Listed records:
------------------------------------------------------------------------

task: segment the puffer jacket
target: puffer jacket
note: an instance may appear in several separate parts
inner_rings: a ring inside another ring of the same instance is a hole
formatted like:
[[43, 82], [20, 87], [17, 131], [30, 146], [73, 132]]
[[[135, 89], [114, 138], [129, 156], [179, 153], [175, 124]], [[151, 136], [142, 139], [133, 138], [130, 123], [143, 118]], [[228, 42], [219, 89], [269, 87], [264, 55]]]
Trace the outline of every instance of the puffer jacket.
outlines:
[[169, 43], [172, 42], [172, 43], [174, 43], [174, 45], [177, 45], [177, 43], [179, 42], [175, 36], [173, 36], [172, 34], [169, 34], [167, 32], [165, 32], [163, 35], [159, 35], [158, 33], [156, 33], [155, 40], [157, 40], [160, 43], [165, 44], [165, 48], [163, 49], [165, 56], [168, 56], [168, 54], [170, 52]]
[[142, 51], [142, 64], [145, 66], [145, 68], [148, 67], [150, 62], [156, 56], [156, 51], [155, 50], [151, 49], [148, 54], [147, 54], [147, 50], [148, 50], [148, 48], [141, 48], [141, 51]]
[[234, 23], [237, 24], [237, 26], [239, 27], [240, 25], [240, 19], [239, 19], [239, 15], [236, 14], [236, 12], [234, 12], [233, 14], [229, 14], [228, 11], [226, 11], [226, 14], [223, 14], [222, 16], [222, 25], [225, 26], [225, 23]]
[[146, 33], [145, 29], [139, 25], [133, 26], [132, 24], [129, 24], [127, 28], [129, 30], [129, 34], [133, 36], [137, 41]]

------------------------------------------------------------------------

Prompt: The answer must be one number: how many lines in the material above contain the word "jacket".

Worked solution: 3